[TASK TO COMPLETE]
Tally up the lines below that contain the word "baseball" and give the total alone.
********************
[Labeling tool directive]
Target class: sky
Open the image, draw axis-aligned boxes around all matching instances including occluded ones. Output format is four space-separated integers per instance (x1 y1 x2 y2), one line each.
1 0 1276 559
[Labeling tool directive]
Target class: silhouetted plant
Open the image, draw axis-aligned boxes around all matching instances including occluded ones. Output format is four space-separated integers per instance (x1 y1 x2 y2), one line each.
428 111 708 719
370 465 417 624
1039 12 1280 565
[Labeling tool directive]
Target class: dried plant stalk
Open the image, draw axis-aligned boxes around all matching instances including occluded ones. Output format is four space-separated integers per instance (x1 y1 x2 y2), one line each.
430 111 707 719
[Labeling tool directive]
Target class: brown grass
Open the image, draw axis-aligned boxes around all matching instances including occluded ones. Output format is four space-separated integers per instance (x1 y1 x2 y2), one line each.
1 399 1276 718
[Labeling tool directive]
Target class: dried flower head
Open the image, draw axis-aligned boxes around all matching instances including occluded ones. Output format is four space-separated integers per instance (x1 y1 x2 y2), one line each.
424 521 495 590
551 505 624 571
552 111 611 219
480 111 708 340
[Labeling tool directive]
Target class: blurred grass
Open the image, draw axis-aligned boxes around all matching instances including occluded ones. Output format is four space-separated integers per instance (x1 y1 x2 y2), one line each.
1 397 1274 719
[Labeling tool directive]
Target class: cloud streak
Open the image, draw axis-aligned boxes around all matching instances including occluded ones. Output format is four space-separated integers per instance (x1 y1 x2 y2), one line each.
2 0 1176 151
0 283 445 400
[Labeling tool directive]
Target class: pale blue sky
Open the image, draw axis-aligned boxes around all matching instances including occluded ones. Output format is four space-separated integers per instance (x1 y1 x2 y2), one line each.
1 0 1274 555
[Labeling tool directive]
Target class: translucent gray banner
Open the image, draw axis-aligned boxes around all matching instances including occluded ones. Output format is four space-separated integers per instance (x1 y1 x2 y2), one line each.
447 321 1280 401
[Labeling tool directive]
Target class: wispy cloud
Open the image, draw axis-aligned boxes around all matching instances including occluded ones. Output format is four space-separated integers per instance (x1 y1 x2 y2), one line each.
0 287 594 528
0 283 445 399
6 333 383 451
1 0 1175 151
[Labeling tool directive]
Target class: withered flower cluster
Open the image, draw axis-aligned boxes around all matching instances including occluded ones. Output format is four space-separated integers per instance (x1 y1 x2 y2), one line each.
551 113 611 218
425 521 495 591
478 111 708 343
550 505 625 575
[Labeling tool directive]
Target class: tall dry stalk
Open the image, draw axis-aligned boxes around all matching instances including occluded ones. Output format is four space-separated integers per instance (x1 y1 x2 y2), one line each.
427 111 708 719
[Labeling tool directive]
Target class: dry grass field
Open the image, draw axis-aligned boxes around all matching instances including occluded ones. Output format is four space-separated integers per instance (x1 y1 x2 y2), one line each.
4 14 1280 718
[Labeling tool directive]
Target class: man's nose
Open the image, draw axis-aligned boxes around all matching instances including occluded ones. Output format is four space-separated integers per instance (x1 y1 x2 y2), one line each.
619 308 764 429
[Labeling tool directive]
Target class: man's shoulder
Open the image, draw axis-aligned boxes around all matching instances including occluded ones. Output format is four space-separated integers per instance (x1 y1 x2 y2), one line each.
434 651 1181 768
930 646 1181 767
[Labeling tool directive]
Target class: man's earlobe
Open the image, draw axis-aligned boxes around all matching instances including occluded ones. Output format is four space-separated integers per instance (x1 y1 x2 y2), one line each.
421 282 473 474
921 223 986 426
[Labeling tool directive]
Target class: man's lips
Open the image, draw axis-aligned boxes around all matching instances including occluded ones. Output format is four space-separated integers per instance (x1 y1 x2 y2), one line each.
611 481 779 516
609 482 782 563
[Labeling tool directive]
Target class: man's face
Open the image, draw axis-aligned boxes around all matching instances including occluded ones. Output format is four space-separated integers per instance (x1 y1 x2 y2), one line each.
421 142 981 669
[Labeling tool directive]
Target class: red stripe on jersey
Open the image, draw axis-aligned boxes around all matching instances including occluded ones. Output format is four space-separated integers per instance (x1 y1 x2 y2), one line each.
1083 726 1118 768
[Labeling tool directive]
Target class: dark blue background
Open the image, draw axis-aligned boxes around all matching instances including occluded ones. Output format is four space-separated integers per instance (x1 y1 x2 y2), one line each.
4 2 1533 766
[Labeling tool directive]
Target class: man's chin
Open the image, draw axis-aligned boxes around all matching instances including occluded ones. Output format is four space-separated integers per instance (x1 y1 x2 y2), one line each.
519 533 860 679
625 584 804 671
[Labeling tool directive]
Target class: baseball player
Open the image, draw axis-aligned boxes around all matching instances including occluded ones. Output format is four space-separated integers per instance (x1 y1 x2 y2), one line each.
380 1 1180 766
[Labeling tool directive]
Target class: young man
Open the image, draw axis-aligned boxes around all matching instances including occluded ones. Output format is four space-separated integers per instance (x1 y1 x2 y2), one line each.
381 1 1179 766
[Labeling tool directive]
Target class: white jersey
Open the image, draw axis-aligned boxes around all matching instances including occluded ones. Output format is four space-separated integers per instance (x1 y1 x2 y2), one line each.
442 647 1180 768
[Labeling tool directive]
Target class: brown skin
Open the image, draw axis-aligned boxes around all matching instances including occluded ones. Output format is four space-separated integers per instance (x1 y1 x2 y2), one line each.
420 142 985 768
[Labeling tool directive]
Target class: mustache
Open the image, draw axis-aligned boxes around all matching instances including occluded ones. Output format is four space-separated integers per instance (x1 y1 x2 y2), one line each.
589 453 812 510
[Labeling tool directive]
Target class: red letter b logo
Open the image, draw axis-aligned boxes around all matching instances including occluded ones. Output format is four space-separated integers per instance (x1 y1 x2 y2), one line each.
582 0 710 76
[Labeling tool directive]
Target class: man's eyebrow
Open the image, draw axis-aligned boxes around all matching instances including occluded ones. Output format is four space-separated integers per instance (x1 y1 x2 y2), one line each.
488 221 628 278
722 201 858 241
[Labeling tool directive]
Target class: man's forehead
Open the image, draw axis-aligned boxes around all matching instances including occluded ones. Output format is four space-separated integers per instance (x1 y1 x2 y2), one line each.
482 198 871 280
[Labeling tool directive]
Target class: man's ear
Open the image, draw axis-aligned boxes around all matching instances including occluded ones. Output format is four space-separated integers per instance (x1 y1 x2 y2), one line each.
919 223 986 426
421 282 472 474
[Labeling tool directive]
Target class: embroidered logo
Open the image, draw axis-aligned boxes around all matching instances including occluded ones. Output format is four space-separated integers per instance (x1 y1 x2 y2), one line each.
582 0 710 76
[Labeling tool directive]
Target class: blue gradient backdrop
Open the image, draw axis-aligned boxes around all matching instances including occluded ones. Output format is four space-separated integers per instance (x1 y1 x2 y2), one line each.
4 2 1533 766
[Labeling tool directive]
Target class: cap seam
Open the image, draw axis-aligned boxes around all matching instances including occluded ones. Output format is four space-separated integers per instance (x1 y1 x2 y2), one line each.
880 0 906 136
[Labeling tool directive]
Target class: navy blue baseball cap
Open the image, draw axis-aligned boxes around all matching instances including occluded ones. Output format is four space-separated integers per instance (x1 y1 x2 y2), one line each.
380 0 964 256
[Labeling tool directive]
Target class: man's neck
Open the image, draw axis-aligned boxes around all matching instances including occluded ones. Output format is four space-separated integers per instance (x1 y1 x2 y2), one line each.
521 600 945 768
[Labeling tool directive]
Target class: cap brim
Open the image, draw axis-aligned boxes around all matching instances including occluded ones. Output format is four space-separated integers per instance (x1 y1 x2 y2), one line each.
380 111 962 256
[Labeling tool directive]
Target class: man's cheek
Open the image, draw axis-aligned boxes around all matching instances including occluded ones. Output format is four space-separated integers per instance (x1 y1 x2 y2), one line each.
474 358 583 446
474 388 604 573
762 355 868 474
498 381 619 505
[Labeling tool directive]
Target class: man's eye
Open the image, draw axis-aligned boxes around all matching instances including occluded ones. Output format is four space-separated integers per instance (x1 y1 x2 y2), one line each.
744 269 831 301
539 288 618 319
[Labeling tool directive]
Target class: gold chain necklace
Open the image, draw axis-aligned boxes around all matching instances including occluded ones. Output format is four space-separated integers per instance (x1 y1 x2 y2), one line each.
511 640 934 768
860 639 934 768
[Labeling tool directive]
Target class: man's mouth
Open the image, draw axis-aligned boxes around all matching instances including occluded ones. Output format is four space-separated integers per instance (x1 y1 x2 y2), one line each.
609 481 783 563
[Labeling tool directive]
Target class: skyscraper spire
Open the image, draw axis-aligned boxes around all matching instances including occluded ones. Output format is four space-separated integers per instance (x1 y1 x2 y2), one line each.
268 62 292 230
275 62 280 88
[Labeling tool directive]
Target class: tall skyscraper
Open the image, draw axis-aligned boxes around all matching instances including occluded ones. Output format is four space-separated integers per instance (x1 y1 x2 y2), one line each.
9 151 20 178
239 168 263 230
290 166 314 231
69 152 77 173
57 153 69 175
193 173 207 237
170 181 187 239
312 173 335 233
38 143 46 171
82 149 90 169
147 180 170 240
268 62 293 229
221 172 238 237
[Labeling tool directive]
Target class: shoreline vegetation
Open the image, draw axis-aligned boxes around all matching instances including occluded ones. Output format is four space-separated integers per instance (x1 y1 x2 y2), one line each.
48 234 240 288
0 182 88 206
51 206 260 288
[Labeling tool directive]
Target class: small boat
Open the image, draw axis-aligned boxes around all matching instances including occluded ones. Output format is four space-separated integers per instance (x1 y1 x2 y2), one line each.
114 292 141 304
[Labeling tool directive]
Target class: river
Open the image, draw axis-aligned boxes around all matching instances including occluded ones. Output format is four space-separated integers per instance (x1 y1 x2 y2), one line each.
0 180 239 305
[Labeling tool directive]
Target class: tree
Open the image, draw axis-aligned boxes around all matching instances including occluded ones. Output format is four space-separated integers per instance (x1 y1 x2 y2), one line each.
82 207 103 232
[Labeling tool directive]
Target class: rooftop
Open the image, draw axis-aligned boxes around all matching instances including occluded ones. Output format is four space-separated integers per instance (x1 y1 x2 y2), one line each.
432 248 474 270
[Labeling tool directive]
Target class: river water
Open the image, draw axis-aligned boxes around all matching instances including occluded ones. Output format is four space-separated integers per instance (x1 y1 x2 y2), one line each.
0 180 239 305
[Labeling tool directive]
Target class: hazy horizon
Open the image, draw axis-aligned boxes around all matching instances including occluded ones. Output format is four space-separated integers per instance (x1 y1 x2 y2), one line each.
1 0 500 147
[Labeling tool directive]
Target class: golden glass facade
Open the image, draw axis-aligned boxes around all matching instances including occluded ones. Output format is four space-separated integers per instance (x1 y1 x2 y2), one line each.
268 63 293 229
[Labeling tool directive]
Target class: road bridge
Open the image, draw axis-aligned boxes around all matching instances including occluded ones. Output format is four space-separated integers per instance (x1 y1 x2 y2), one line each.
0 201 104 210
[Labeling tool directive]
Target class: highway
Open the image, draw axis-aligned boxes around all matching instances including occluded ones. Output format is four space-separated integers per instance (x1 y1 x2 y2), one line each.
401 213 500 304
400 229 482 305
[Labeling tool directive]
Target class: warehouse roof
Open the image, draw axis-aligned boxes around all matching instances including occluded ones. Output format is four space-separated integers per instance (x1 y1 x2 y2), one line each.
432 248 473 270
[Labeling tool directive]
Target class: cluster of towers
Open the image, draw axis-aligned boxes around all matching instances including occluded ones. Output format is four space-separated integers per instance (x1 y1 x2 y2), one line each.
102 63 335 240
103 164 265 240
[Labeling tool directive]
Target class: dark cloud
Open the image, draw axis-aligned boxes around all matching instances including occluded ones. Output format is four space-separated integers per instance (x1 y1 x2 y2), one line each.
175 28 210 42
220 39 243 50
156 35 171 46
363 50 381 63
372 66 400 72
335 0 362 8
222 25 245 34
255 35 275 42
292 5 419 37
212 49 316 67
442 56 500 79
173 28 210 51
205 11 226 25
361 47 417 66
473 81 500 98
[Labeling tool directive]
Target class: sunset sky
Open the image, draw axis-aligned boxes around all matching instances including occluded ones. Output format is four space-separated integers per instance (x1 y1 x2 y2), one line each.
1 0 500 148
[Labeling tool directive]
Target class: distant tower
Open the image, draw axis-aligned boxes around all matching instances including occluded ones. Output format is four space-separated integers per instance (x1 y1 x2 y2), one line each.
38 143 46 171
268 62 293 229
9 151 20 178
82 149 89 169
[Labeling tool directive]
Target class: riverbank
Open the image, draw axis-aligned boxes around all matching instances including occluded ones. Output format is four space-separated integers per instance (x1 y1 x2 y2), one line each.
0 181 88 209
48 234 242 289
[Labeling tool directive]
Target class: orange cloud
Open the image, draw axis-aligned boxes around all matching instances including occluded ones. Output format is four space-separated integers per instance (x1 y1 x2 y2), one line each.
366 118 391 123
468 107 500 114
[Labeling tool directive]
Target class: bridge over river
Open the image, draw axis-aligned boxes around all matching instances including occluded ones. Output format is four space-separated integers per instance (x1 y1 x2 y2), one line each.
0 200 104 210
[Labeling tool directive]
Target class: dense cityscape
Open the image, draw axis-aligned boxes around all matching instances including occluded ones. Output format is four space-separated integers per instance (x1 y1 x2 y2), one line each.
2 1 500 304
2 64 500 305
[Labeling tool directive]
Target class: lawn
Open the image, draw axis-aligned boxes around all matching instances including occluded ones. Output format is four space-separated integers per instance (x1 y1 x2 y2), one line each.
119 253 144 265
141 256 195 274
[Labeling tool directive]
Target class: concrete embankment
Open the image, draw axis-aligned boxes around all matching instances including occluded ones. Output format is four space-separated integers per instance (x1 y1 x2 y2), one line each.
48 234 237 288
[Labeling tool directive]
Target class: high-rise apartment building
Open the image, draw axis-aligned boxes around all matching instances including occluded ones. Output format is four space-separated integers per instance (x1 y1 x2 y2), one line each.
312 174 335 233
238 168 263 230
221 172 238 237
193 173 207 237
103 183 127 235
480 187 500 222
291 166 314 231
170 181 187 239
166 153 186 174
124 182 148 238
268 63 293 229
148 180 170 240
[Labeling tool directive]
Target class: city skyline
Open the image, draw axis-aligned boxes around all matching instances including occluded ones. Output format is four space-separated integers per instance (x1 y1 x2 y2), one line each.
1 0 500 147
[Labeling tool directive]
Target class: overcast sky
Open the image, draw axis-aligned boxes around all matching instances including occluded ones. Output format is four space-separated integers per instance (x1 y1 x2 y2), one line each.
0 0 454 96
********************
[TASK OUTPUT]
2